DOCUMENT EXTRACT:
┄┄┄┄┄┄
When is it too late for a happy ending?

By Julie Madden

Two kinds of shelter dog stories catch our attention. The first kind revolves around immense sadness. A dog is abused, abandoned, forgotten, or in need of medical help. Sometimes the best outcome is an end to his or her pain.

The second is a happier version of the first. A dog overcomes challenges to finally be adopted and lives happily ever after. Hope and joy abound.

This is a story about two old dogs and I don’t know how it ends. The two main characters are 15-year old Beverly and 13-year old Susie Q. Of the two, Susie’s probably a better shot for a happy ending. She’s still engaging and silly, happy to sit and shake for a tasty treat. She loves being brushed or petted. Her issue is an inability to play well with other animals, especially cats and chickens. You’d think that wouldn’t be a huge factor in keeping her from finding a home, but Susie Q has been at the League for Animal Welfare almost eight years. The grayer she gets the more she seems forgotten by anyone who might be looking to adopt an only dog.

Beverly is a harder case, just because she is older and slower and shelter time has really taken its toll. And she has lived most of her life in the shelter. Deemed aggressive with dogs and possibly people, this stray was never reclaimed and certainly never adopted. She became a lifer, until recently she was given a second look and her interactions with others seemed mild. Maybe a function of her age and a realization she’s in no shape to win a fight, so why try.

Beverly came to Encore for the first time this past week. The old girl did pretty darn good. She’s cautious and shy when she first meets you but she ended up making friends with some of the staff. Her eyes gaze out into the distance and we don’t know if she can’t see too well, or is she just amazed to be seeing something different than her shelter run. She is frail and has arthritis that makes it hard for her to get up and down. Yet we see moments. Moments that suggest there’s still a thinking, feeling dog in there. Beverly did nose work and it was a joy to see her working boxes to find the food. And when she hears a treat bag open, she moseys right up with a little smile to get a special snack.

However Beverly’s story ends, it will probably end in a matter of months and not years. We would love if the story ended not as one of sadness, but at least a short happily ever after. And Susie Q – well she could hopefully spend a few years in a home where she could make folks laugh and forget their troubles. A happy ending for people and the dog. How good is that?

(Beverly and Susie Q are more than ready for immediate adoption at the League for Animal Welfare in Anniston AL).
┄┄┄┄┄┄
TASK REQUIREMENTS: Copy the passage of the shelter dog article from "However Beverly’s story" up to and including "good is that?", keeping every word as it stands. Rely only on the text above for everything that follows.

DATA SHOWN:
┄┄┄┄┄┄
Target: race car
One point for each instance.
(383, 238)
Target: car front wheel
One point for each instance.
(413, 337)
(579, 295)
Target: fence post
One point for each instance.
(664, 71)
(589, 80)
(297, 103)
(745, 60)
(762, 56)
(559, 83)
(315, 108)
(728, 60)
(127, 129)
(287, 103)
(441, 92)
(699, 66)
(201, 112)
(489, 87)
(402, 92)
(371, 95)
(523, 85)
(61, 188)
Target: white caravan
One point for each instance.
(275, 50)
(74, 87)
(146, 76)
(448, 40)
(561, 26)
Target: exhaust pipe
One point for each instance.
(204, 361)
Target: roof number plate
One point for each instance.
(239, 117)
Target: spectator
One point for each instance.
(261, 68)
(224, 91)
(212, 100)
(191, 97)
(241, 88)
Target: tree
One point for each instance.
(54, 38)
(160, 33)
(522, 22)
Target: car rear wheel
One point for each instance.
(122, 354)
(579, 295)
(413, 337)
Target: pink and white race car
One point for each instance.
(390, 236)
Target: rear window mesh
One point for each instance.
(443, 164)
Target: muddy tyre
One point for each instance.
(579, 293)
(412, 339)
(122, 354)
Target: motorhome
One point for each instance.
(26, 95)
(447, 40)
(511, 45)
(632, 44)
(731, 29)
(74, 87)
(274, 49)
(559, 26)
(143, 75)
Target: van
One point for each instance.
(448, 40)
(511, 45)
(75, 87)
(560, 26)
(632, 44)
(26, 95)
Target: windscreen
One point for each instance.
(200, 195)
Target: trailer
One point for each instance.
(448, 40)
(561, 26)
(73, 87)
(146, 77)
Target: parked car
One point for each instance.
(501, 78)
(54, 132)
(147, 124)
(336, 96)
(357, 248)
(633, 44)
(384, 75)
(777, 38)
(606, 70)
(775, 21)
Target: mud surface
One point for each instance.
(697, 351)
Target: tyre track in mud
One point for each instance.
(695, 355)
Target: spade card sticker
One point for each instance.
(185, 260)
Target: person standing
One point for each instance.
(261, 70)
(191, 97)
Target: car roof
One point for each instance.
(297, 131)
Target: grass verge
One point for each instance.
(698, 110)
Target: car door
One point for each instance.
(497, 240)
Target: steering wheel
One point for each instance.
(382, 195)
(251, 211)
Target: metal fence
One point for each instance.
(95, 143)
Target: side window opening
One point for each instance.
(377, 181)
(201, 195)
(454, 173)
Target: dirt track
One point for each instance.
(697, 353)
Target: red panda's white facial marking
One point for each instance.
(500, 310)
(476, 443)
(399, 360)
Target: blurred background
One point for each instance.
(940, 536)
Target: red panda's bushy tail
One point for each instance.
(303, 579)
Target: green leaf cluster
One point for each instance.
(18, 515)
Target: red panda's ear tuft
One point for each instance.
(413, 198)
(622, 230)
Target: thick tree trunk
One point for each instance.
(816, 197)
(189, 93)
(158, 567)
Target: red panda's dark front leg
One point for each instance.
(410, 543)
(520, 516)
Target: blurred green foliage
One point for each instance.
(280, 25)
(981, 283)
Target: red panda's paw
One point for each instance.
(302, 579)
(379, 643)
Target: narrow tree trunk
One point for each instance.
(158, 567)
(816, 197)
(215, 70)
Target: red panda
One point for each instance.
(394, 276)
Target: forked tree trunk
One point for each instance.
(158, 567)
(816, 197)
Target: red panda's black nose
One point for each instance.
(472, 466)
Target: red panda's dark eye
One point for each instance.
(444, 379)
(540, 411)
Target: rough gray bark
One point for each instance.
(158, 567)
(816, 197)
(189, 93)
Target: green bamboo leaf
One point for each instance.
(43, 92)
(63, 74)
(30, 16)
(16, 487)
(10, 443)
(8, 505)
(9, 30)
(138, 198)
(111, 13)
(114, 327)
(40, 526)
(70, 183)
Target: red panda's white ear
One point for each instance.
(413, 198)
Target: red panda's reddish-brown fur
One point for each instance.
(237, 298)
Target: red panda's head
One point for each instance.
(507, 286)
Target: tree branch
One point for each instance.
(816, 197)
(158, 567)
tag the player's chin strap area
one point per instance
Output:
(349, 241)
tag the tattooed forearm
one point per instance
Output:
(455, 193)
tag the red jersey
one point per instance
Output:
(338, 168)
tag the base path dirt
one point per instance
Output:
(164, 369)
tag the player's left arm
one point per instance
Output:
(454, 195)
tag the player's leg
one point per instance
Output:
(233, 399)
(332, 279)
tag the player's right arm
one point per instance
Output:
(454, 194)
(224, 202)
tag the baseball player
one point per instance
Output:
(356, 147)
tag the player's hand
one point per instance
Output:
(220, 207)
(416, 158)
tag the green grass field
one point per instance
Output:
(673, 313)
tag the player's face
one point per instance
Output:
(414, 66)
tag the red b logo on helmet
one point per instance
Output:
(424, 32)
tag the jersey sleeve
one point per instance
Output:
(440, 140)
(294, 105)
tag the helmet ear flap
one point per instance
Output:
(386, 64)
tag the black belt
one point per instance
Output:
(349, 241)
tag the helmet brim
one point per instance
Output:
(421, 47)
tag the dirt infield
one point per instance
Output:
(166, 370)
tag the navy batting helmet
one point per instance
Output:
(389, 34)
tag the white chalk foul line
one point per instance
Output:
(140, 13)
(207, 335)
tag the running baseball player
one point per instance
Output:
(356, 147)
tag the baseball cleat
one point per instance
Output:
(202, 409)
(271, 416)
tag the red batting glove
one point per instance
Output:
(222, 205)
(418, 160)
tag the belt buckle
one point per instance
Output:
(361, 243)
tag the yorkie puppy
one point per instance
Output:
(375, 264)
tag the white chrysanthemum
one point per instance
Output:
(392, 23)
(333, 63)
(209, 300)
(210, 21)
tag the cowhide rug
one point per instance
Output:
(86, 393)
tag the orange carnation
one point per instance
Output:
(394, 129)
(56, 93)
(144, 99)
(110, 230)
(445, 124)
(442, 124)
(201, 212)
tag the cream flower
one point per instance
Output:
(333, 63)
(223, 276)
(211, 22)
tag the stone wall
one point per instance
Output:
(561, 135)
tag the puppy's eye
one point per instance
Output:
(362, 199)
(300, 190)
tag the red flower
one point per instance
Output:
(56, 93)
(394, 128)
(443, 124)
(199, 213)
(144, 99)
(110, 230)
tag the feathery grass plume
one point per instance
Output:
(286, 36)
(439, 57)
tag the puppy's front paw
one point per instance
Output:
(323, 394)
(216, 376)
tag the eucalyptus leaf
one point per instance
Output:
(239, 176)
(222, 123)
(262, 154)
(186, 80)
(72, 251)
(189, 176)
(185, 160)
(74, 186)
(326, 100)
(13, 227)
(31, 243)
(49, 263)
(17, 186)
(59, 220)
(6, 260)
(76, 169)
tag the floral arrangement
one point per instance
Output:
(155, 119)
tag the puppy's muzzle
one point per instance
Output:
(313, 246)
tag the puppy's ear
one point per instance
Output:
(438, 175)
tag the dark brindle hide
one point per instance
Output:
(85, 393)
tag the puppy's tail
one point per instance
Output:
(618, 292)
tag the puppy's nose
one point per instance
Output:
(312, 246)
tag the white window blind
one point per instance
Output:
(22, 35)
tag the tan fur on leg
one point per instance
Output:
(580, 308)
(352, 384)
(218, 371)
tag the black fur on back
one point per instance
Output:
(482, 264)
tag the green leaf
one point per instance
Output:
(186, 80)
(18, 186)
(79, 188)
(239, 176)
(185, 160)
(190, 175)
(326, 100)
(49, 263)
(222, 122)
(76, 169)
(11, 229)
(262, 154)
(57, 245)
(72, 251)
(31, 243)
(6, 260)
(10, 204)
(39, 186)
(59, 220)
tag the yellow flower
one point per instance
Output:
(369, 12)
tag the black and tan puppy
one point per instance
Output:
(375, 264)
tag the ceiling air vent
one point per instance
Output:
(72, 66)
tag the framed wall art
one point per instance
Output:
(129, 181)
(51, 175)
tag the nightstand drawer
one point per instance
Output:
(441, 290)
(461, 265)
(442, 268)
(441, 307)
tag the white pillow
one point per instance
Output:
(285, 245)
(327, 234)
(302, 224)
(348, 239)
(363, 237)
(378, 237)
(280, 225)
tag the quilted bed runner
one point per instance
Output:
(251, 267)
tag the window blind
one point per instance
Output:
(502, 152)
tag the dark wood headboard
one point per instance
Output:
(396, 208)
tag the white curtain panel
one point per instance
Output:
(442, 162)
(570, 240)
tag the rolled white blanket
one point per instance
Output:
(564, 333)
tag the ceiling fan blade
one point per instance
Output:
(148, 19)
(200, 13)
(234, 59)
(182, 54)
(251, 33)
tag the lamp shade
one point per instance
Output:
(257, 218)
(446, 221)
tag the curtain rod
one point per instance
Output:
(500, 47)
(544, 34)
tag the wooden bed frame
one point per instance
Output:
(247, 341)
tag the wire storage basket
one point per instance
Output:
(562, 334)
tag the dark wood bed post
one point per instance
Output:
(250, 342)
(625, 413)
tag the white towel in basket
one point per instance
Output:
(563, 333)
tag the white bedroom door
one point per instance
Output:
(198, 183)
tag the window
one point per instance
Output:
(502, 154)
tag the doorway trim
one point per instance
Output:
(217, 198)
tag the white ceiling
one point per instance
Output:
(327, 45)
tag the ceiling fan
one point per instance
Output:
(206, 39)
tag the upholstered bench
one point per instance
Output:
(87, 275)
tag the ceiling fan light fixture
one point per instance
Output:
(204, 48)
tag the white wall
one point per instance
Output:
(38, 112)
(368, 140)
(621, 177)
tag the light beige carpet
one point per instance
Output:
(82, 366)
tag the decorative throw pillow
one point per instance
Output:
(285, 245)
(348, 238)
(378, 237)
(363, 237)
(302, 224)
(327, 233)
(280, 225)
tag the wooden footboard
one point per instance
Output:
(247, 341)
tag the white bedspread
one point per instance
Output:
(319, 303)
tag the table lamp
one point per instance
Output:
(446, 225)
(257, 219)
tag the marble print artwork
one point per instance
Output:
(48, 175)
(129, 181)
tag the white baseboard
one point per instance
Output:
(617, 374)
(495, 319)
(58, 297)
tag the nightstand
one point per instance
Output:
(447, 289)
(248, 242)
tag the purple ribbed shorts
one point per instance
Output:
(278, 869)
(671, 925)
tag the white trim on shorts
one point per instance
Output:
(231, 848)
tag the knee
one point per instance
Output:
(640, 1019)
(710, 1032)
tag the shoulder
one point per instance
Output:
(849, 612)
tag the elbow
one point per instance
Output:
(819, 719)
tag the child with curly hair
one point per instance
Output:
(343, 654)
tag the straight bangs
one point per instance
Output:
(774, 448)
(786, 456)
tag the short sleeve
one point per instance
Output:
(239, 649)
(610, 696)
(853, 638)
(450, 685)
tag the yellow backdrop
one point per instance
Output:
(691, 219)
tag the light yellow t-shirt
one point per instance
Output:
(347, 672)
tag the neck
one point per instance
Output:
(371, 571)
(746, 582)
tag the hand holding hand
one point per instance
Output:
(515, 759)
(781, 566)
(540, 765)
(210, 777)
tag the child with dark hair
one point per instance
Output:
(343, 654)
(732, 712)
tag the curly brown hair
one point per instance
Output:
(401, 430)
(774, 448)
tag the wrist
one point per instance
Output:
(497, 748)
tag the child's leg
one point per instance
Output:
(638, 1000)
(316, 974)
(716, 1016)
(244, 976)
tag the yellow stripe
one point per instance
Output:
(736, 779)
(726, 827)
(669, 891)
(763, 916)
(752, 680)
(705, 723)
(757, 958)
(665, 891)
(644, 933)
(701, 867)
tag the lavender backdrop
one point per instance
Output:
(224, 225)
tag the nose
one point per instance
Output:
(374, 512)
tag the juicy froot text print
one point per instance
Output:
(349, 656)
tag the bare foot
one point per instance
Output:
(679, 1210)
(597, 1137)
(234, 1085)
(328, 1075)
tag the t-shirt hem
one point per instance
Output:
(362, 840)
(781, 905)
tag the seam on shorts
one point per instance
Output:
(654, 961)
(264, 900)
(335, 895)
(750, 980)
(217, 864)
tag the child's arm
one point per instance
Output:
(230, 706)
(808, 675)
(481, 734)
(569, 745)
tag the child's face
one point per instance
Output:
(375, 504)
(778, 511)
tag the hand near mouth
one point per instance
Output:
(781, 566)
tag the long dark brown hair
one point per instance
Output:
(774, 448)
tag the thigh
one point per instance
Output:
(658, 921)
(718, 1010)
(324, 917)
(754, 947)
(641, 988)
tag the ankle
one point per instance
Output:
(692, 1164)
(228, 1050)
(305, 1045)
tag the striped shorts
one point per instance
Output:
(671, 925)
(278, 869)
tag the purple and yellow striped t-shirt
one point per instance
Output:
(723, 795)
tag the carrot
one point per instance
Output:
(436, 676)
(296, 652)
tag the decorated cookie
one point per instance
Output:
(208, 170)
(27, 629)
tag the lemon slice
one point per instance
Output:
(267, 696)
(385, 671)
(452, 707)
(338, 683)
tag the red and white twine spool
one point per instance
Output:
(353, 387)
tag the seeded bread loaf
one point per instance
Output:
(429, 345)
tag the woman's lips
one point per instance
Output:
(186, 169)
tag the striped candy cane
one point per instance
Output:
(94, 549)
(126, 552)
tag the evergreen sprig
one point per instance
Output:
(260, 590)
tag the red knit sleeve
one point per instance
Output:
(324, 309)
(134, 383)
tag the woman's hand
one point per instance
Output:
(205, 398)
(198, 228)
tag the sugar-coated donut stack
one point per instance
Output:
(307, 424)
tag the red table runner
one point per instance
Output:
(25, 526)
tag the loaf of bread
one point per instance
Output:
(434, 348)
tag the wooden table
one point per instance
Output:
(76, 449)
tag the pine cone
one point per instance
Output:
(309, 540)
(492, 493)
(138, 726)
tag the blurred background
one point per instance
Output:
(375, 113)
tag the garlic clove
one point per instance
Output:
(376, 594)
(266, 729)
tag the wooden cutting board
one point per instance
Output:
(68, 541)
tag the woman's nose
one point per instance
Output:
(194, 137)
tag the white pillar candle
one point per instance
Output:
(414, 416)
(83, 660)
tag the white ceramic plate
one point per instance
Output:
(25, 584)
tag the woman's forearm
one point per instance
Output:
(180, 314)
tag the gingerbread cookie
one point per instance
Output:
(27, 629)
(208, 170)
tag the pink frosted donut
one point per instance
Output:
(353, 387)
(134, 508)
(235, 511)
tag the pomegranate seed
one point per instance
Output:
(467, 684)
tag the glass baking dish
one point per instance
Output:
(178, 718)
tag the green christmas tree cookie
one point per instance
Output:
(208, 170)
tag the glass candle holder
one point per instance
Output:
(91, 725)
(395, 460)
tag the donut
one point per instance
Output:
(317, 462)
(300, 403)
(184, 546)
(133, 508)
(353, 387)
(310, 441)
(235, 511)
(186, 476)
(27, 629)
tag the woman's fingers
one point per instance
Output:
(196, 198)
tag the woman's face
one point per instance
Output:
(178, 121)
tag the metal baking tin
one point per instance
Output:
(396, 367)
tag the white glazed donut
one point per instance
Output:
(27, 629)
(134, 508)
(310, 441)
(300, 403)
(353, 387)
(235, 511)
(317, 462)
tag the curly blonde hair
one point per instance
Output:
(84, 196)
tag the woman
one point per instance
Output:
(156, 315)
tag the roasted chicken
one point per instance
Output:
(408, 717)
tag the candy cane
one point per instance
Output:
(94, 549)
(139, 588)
┄┄┄┄┄┄
ANSWER BOX:
However Beverly’s story ends, it will probably end in a matter of months and not years. We would love if the story ended not as one of sadness, but at least a short happily ever after. And Susie Q – well she could hopefully spend a few years in a home where she could make folks laugh and forget their troubles. A happy ending for people and the dog. How good is that?